- Extract:

BEGIN

Physical circuits are constructed of real, physical devices. They can be inspected, tested, and modified. They consume electric power when energized, and they can function properly and do some meaningful work, or they can malfunction and create serious hazards to health and property. Even small circuits that are quickly and easily constructed still take time and money to build, and they can take a very long time to perfect.

Engineers learned long ago that prior to building even the simplest circuit a document showing all pertinent construction details is indispensable. Serving much the same purpose as blueprints for a building, a circuit schematic shows all devices in the circuit, and all signal and power connections between the devices. A schematic can be sketched, analyzed, debated, re-sketched, and iterated as many times as needed before the more cost and time intensive task of building a real circuit begins. Once computers became available, it didn’t take engineers long to realize that if a circuit schematic could be “captured” in a computer program, it could be simulated to any degree of accuracy before it was constructed. And indeed, it could well be argued that circuit simulators represent the most useful and powerful application of computers that has ever been found.

END

- To do:
A. In the passage on circuit schematics, repeat the text between "Physical circuits are" and "time to perfect.", inclusive, switching "circuits" to "boards".
B. According to the passage on circuit schematics, what does a schematic serve much the same purpose as?
C. List every action the passage on circuit schematics says can be done to a schematic before building a real circuit begins.

- Recorded information:

BEGIN

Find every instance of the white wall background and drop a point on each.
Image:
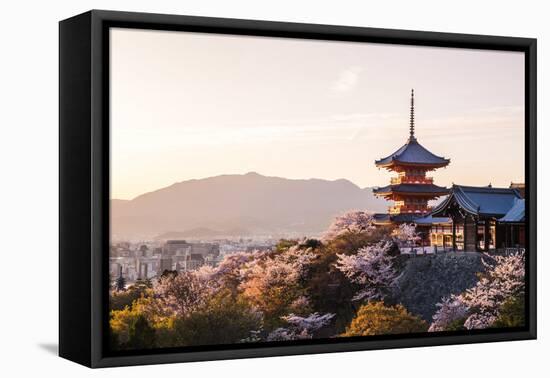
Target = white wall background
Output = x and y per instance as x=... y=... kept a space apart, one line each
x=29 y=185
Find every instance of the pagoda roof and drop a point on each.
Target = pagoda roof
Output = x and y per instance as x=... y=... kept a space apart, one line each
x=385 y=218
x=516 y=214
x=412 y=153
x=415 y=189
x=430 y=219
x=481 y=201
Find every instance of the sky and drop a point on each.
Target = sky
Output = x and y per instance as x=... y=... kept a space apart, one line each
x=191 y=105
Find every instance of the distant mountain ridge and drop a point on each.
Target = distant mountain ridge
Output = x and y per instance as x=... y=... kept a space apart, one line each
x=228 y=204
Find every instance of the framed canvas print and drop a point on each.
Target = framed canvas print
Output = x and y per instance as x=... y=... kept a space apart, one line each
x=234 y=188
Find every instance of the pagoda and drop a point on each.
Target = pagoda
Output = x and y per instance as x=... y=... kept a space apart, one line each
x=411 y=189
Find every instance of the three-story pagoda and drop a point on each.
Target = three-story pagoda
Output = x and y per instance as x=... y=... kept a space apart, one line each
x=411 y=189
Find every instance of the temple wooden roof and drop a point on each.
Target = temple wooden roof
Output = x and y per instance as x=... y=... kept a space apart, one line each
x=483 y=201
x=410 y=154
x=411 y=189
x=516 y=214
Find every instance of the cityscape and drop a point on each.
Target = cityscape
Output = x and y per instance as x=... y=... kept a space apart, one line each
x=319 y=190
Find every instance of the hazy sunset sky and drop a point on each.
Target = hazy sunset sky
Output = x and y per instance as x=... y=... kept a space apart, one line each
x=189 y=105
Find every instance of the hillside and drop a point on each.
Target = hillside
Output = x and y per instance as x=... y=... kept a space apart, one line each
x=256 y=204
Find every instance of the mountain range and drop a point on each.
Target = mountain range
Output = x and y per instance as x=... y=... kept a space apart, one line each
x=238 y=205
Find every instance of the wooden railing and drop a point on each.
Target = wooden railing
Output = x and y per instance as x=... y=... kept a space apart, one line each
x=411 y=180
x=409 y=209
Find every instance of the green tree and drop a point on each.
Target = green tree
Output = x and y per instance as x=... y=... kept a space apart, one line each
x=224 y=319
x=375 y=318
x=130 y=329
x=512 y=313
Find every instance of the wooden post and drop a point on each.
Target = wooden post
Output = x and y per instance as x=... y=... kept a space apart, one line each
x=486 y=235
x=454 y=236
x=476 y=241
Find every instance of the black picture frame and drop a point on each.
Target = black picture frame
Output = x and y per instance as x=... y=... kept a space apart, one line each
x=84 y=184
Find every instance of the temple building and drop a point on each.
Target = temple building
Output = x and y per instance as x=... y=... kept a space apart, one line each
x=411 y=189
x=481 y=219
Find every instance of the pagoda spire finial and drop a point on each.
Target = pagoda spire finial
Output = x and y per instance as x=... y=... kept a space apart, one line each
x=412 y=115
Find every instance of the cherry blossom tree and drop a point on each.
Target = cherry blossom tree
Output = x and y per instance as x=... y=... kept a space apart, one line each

END
BEGIN

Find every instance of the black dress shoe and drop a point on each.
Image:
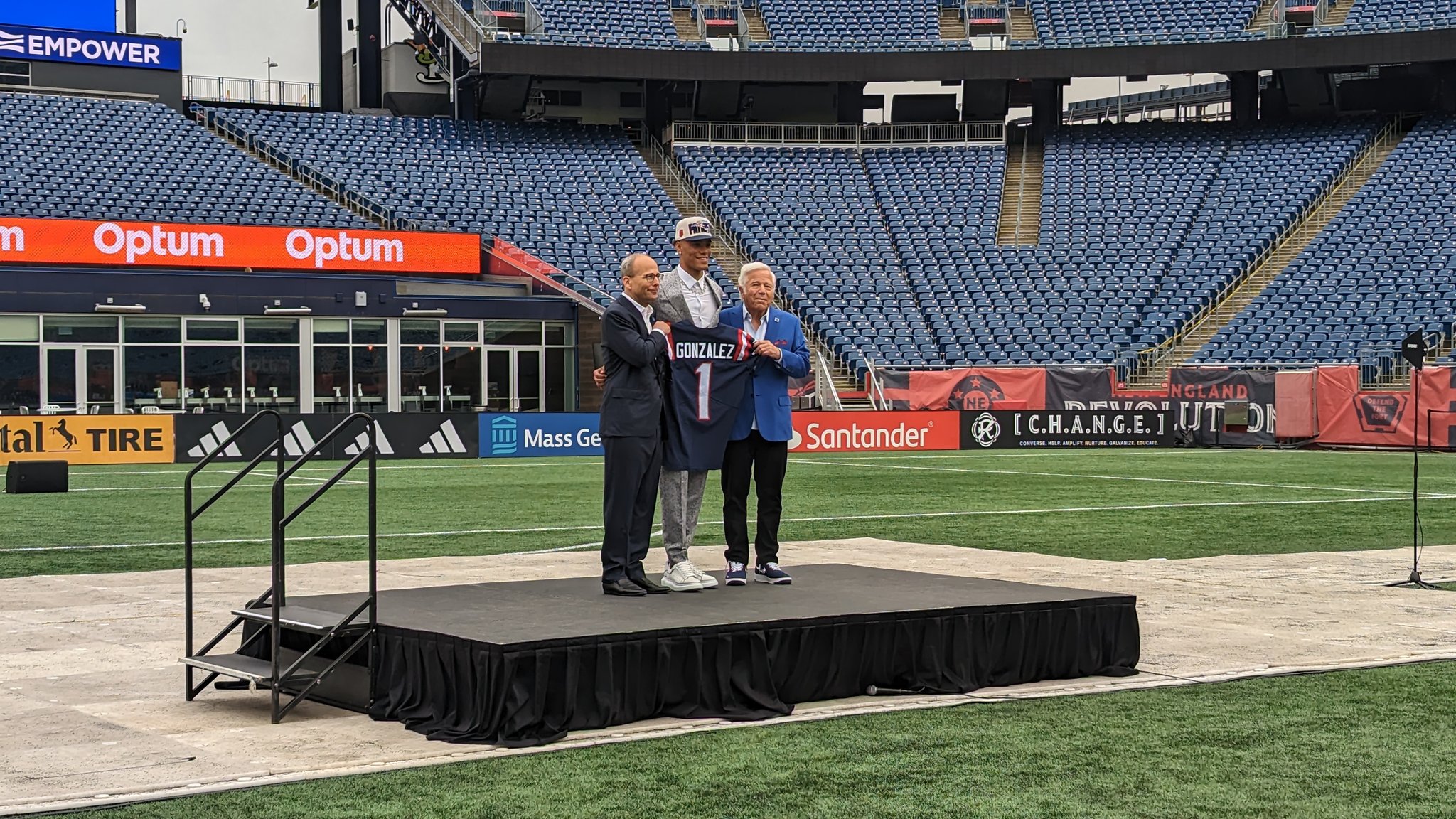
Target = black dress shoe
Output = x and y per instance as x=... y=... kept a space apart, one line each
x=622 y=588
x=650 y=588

END

- Solutions to the exercise:
A.
Physical boards are constructed of real, physical devices. They can be inspected, tested, and modified. They consume electric power when energized, and they can function properly and do some meaningful work, or they can malfunction and create serious hazards to health and property. Even small boards that are quickly and easily constructed still take time and money to build, and they can take a very long time to perfect.

B. Blueprints for a building.

C. Sketched, analyzed, debated, re-sketched, and iterated.